:: Goals ::
A - According to the rucking passage, how much is it worth spending on a good pack?
B - Condense the paragraph of the rucking passage that begins "For recreation or physical fitness training" into a short bulleted list that keeps its main facts.

## Begin Source passage

Whether you are rucking for aerobic conditioning, soldiering, or selection, you need quality gear that fits. Many elements are important to a successful experience, such as comfortable clothes, safety equipment, and protection from the elements, but I will focus on the two most important here: your pack and your footwear.
Packs are available in two styles: framed, or frameless. Frameless packs are essentially schoolbook bags. Framed packs are offered with internal or external frames, the latter usually requiring some assembly. Just about every rucksack comes with some kind of internal skeleton. Externally framed packs can carry more weight, but are less comfortable. An external frame can also be rigged for other uses, such as carrying elk-meat out of the woods; or this crafty weapon used during the Vietnam conflict and later popularized by Jesse Ventura’s character in the movie, “Predator”:
If you use an externally framed pack, ensure that you assemble it properly, or you will make it even more uncomfortable than it tends to already be. For those in Military Service, you will likely be issued an externally framed pack, so you will need to get used to this type of rucksack.
For recreation or physical fitness training, however, internally framed packs are more appropriate. They are more comfortable and can carry more than enough weight for most applications. Any named rucksack distributor offers high-quality merchandise, and you will pay for it. However, it is worth spending near $200USD on a good pack, even if you are using for general fitness only.
Get a pack that fits you–ensure that you can pull the straps tight enough to cinch down on your shoulder girdle, leaving little space underneath your armpits. You don’t need to fasten your waist or sternum straps for a conditioning walk on relatively flat terrain. However, if you will be running an obstacle course or climbing up steep terrain, it may be a good idea to fasten these straps. Learn to pack your ruck properly: keep the load’s center of mass close to you. Placing the weight lower in the pack, making it closer to your hips is recommended, but I like it a bit higher. You should experiment with the placement of the load to discover where you like it. It’s also important that the load is balanced from left to right and stable in the pack. This takes some practice to get right so don’t minimize this task’s importance. Because packs with internal frames place the gear right up against your back, pack the items such that they do not jab you while you are wearing your rucksack. Nothing is more uncomfortable than getting speared by camping gear while you walk. When you are using your pack for a purpose, such as carrying supplies on a hike, your load will be the total weight of your needs. When training, you can craft any item(s) into a load for resistance. Sand bags are great tool to use for a training load. You can fill them with various amounts of weight and they conform well inside the pack and up against your back. I have bags of cement varying in weight and wrapped in 100-mile/hour (duct) tape for protection and durability:
These are very comfortable to carry for long durations and are available very cheap at your local home improvement store. I’ve heard of using bricks, rocks, kettlebells, pots and pans, etc., but I would recommend setting yourself up with something more comfortable. Even old textbooks work well.

## End Source passage
## Begin Records

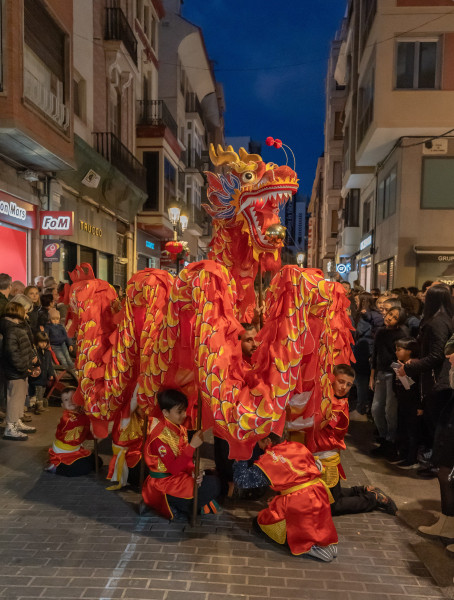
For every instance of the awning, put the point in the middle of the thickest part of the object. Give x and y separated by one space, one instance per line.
440 250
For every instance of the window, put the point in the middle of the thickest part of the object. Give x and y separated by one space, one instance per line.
368 11
337 175
437 189
338 124
352 208
416 65
79 95
366 103
387 191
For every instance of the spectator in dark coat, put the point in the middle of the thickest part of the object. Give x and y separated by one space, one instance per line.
5 289
17 360
367 321
433 367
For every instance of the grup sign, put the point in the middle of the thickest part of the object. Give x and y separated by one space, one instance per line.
55 222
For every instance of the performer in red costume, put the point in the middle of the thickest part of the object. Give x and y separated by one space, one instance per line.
327 445
169 487
67 456
299 514
127 441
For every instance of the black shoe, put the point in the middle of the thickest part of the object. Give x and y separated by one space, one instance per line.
383 501
379 451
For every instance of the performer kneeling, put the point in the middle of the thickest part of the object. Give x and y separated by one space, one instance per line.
67 456
169 487
300 514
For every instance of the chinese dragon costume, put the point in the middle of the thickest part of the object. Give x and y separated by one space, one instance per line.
183 331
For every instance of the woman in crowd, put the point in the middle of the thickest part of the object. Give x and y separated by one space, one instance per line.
17 361
433 367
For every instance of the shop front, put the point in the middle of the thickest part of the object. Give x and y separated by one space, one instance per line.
17 219
94 241
434 264
148 250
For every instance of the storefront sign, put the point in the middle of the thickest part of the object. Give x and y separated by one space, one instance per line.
16 211
54 222
366 242
343 268
51 251
91 229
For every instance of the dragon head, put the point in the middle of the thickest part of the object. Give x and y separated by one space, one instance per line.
250 196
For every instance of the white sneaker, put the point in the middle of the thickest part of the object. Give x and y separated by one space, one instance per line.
25 428
13 433
356 416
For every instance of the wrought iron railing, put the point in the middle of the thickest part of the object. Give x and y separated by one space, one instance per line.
118 28
112 149
43 98
155 112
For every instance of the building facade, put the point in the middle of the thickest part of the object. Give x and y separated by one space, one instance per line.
397 63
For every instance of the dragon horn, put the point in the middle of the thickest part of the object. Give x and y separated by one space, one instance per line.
247 158
223 157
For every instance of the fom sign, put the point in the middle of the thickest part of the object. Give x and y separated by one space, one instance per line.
55 222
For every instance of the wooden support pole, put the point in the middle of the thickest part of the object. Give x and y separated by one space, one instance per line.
196 464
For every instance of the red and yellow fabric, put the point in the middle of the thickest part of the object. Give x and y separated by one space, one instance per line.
301 513
127 441
168 457
72 430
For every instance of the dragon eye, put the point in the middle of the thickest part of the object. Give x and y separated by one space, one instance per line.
248 177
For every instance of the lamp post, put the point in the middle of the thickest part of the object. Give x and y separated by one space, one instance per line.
300 258
179 222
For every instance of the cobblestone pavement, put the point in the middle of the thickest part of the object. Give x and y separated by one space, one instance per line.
70 538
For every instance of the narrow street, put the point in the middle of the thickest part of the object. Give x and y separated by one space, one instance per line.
70 538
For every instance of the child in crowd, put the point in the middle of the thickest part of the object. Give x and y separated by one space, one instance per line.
67 456
37 385
169 487
409 407
299 515
384 404
329 441
60 342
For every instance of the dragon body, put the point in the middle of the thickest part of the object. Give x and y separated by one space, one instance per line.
183 331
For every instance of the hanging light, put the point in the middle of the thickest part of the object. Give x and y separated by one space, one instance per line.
184 222
174 213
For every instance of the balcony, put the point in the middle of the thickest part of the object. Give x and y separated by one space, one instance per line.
118 28
156 114
193 105
111 148
45 100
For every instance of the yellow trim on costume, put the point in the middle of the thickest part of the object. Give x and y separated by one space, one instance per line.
276 531
65 447
301 486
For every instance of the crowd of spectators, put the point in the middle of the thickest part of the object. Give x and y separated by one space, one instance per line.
404 353
33 339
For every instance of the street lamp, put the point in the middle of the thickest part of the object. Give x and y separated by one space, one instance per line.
300 258
180 223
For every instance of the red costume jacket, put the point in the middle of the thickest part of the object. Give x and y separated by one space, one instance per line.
301 512
169 459
329 441
72 430
127 440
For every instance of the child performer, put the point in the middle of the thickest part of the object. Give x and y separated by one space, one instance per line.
67 456
169 487
409 407
299 514
329 441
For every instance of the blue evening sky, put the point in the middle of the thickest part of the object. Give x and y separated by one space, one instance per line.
271 58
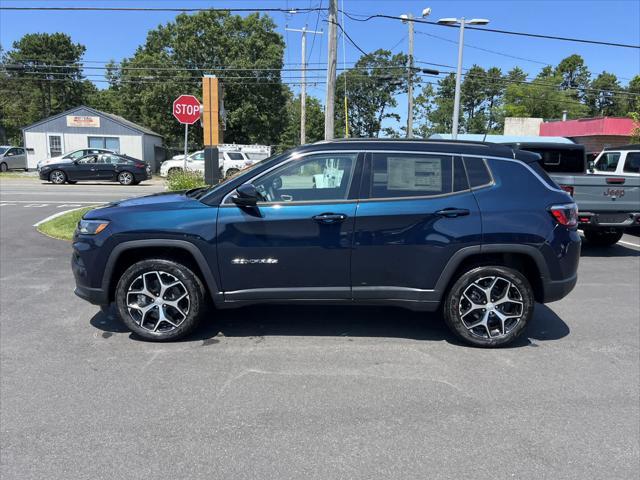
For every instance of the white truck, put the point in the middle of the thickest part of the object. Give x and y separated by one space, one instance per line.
230 163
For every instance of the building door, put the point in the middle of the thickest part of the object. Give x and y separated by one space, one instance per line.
55 145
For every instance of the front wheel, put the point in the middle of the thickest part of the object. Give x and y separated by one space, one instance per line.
125 178
489 306
603 238
160 299
58 177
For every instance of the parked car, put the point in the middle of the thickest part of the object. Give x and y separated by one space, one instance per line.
608 205
472 227
13 158
102 166
230 163
71 156
617 161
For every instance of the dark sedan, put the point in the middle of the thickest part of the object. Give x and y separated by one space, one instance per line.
104 166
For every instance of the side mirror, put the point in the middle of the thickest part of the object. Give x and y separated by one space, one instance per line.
247 195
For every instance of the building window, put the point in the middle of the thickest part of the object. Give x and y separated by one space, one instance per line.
55 145
110 143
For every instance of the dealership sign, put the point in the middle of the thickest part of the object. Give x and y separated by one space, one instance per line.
186 109
83 121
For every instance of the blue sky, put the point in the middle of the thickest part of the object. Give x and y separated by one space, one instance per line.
115 35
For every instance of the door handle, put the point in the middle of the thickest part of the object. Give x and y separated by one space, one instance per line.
453 212
329 218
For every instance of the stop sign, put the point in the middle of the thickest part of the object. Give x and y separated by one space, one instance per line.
186 108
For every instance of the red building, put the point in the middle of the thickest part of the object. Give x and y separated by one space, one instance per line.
593 133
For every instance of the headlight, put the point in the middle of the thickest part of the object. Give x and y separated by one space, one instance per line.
92 227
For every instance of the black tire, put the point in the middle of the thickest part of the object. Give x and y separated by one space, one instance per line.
58 177
603 238
131 279
460 313
231 172
126 178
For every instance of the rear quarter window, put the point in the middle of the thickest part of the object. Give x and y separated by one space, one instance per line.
477 172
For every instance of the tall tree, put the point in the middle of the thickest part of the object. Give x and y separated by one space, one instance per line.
372 87
245 52
574 75
604 98
42 76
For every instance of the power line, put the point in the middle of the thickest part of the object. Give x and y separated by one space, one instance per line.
494 30
290 11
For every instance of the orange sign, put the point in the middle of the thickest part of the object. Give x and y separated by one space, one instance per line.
83 121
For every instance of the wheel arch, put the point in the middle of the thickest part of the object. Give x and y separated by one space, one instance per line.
125 254
527 259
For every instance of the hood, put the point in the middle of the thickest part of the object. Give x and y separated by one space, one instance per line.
157 202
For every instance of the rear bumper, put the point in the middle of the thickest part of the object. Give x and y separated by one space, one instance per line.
607 219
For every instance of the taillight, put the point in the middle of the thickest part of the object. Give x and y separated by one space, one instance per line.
566 215
568 189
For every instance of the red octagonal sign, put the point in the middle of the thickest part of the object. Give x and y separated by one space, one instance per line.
186 108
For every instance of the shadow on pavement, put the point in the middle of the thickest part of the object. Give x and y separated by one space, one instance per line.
617 250
337 321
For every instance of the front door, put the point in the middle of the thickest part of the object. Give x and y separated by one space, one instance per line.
297 242
416 212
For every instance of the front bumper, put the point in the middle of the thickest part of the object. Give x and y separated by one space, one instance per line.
608 219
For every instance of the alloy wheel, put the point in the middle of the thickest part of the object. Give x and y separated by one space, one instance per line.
158 302
491 307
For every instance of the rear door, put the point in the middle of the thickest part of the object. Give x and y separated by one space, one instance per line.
297 243
416 212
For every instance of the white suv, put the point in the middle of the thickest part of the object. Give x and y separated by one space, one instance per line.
230 163
617 161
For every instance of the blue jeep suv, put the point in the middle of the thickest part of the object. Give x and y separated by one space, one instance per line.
475 229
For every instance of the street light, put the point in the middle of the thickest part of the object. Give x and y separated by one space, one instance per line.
408 18
456 102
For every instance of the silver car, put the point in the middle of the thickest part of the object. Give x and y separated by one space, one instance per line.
12 158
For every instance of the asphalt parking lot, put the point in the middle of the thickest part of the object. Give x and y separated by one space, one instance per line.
313 392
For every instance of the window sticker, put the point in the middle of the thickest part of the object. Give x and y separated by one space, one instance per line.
423 174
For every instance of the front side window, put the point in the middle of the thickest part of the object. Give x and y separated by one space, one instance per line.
608 162
398 175
315 178
632 163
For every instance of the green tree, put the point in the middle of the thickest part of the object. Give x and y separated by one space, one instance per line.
314 125
372 87
41 77
574 74
245 52
603 97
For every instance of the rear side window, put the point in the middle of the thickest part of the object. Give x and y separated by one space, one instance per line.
632 164
477 171
399 175
536 167
608 162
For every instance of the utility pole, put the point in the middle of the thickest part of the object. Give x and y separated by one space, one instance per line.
331 71
410 81
303 86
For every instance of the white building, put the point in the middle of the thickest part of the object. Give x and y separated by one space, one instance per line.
83 127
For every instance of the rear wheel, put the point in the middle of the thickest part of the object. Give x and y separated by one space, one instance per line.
125 178
58 177
160 299
489 306
603 238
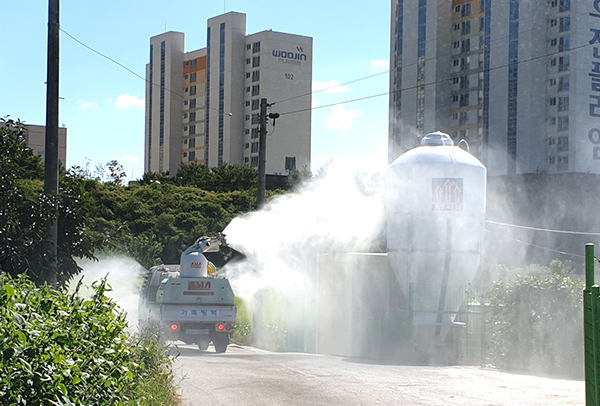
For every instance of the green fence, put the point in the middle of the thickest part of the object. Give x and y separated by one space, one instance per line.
591 330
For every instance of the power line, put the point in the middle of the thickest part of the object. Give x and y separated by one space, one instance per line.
435 82
332 87
127 69
543 229
539 246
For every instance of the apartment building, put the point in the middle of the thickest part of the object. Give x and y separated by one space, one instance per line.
203 106
518 80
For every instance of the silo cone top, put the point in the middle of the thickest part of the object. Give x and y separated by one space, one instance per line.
437 138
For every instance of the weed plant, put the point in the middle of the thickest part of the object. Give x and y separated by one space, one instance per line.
61 349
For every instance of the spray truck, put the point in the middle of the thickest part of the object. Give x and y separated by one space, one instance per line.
189 302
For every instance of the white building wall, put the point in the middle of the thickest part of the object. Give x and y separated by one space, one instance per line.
285 73
165 157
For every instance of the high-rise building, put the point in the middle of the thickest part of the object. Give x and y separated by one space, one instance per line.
518 80
203 106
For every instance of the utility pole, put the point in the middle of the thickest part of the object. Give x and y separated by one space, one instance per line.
51 147
262 149
262 153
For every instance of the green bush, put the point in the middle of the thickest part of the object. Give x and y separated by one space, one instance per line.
61 349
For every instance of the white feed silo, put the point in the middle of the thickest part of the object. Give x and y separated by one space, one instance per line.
435 201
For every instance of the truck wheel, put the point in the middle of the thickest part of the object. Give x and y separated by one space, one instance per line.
221 342
203 344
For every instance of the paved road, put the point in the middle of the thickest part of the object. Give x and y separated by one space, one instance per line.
249 376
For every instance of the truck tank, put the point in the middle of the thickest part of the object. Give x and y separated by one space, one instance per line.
189 302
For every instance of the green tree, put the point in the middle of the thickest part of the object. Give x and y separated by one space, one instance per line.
26 213
535 320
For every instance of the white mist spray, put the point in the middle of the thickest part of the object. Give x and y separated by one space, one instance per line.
337 212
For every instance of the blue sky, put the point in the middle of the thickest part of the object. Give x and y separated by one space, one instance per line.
102 104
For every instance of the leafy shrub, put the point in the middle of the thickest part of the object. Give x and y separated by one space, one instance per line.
59 348
535 322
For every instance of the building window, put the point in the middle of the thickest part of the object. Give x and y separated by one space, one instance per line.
564 44
564 5
563 163
290 163
466 10
465 46
564 24
563 63
465 28
563 84
563 103
563 123
563 143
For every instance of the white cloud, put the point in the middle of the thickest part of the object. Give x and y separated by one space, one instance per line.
86 105
341 119
126 100
379 64
332 86
129 158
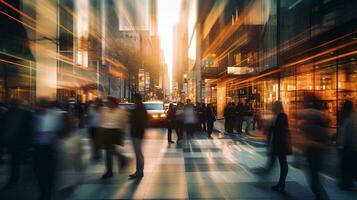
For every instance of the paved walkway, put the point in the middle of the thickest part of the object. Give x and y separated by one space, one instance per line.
223 168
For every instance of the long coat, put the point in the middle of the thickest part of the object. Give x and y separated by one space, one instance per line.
281 139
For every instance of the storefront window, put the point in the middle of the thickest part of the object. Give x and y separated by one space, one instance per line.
325 87
288 90
347 83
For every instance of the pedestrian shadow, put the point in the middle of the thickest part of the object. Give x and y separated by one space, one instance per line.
293 190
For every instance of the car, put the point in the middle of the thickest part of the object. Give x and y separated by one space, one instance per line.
127 106
156 112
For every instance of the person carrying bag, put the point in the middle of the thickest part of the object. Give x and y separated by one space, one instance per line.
111 132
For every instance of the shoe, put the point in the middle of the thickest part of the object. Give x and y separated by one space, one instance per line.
278 188
136 176
123 163
107 175
345 187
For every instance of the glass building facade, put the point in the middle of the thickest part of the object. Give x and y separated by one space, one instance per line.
301 46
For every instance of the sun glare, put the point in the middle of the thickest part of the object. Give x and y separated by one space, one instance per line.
168 14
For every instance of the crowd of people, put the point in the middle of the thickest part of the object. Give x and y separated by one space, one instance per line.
189 118
241 114
35 131
313 123
33 134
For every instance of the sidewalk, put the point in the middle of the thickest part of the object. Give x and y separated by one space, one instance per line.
253 136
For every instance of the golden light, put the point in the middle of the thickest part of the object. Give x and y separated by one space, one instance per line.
168 15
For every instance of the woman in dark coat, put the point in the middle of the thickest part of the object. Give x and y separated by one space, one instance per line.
280 143
210 119
171 118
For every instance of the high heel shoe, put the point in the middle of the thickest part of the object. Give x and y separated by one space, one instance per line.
278 188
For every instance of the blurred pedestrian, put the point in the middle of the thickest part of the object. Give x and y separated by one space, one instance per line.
171 118
113 124
18 132
314 127
348 140
239 117
190 119
211 118
202 116
230 117
280 143
257 119
138 124
50 124
179 122
225 112
3 110
93 124
248 116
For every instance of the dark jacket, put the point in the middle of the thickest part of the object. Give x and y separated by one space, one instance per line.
138 121
281 141
240 110
171 117
210 116
248 110
18 127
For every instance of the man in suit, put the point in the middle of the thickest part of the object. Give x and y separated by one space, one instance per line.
138 123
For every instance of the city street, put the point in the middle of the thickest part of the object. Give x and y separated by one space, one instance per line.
227 167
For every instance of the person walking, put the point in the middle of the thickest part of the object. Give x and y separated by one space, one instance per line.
138 124
51 124
230 117
202 116
248 116
239 117
211 118
314 127
347 139
93 122
17 135
179 122
113 123
171 118
190 119
280 145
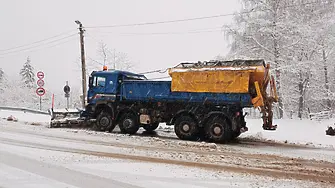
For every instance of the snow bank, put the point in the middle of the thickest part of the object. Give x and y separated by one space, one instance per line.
294 131
25 117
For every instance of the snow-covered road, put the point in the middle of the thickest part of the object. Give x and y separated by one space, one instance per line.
36 156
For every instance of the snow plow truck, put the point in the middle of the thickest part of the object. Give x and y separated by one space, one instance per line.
203 100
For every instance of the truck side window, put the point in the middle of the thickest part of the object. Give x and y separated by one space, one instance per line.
99 81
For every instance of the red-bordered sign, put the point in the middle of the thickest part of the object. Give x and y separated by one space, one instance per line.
40 91
40 83
40 75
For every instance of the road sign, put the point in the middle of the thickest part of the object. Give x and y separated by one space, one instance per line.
40 91
67 89
40 75
40 83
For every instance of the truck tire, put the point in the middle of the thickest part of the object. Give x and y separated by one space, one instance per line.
150 127
186 128
104 122
218 130
235 134
129 124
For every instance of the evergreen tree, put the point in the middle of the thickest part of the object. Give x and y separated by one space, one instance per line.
27 74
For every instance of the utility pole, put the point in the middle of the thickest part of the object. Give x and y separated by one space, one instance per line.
83 64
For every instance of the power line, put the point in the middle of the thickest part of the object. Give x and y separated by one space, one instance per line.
25 49
193 19
163 22
167 33
39 41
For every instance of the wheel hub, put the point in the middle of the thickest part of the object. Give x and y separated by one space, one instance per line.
217 130
127 123
186 127
104 121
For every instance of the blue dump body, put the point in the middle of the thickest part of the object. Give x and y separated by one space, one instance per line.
160 91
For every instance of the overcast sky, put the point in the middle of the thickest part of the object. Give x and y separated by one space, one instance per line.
24 22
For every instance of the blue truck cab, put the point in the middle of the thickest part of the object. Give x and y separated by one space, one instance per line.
132 101
105 86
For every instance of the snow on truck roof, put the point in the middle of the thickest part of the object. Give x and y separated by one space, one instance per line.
218 63
119 72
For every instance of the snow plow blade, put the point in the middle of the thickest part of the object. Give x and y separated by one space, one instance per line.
67 118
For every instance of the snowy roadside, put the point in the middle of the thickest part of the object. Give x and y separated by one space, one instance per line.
297 132
142 174
293 131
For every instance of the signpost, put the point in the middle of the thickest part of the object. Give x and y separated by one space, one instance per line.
40 91
67 93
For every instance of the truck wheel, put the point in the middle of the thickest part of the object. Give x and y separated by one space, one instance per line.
150 127
129 124
218 130
236 134
186 128
104 122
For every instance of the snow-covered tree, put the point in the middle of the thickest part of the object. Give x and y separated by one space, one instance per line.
111 58
291 35
27 74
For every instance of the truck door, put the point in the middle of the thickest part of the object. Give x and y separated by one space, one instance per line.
97 86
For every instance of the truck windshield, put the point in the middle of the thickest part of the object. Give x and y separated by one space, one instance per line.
99 81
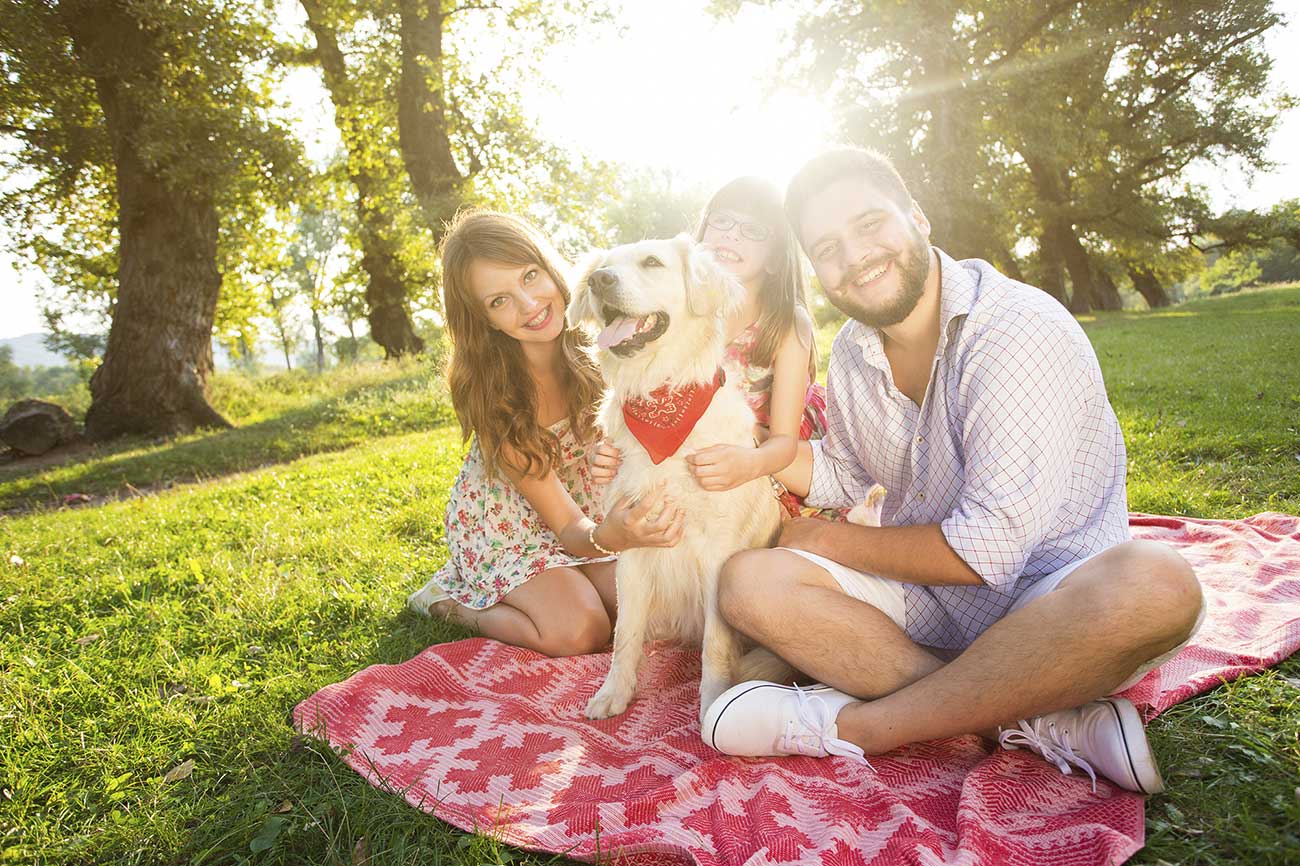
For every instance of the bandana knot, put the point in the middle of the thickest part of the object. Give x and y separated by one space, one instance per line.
664 419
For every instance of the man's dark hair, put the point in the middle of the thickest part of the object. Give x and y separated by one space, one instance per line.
826 169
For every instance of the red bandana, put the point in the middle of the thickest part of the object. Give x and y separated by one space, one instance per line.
663 420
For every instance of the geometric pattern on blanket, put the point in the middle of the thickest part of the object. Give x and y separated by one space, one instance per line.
492 737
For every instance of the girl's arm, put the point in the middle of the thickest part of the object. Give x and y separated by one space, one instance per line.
723 467
651 522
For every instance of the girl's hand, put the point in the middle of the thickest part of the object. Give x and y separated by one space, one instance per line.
651 522
723 467
605 462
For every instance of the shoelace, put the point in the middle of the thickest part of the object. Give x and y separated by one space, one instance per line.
814 717
1054 747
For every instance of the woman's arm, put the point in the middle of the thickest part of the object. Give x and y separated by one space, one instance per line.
723 467
651 522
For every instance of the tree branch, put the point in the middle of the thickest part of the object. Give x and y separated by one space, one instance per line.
468 7
1142 113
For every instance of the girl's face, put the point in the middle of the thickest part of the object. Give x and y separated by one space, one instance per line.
740 243
519 301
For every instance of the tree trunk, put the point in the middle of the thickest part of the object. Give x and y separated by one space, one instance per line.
423 115
1058 234
1108 293
320 340
159 349
1148 286
1083 295
385 291
1053 271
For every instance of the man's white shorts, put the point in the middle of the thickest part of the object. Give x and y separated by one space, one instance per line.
887 596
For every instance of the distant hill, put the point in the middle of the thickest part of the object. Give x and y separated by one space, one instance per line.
30 350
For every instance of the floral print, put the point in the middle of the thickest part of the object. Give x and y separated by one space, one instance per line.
755 384
495 538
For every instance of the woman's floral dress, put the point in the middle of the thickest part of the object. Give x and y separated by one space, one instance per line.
755 384
495 538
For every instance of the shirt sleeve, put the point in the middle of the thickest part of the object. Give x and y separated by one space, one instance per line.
1023 401
839 477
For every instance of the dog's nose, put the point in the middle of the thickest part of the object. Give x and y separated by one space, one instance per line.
602 280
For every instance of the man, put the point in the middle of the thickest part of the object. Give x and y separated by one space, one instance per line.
1002 584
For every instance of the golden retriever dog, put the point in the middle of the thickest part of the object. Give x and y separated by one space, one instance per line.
661 308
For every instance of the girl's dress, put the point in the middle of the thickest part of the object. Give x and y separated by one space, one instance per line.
495 538
755 384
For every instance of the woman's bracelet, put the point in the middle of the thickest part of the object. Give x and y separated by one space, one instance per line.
590 540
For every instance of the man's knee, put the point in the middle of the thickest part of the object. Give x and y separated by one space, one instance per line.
1152 585
1171 587
742 588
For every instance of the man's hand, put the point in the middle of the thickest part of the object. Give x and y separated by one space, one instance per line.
805 533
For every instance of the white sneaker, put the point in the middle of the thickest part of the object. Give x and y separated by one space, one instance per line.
427 597
758 718
1105 736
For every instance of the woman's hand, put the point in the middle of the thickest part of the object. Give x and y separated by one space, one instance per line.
650 522
605 462
723 467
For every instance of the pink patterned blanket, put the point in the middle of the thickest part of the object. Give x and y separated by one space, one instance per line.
493 739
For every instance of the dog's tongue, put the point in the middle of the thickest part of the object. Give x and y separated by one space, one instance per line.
616 332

## End Records

:: The replies ::
A - Near $200 USD, even if the pack is used only for general fitness.

B -
- Internally framed packs suit recreation and physical fitness training better.
- They are more comfortable and carry more than enough weight for most uses.
- Named rucksack distributors sell high-quality packs at a high price.
- Spending near $200 USD on a good pack is worthwhile, even for general fitness only.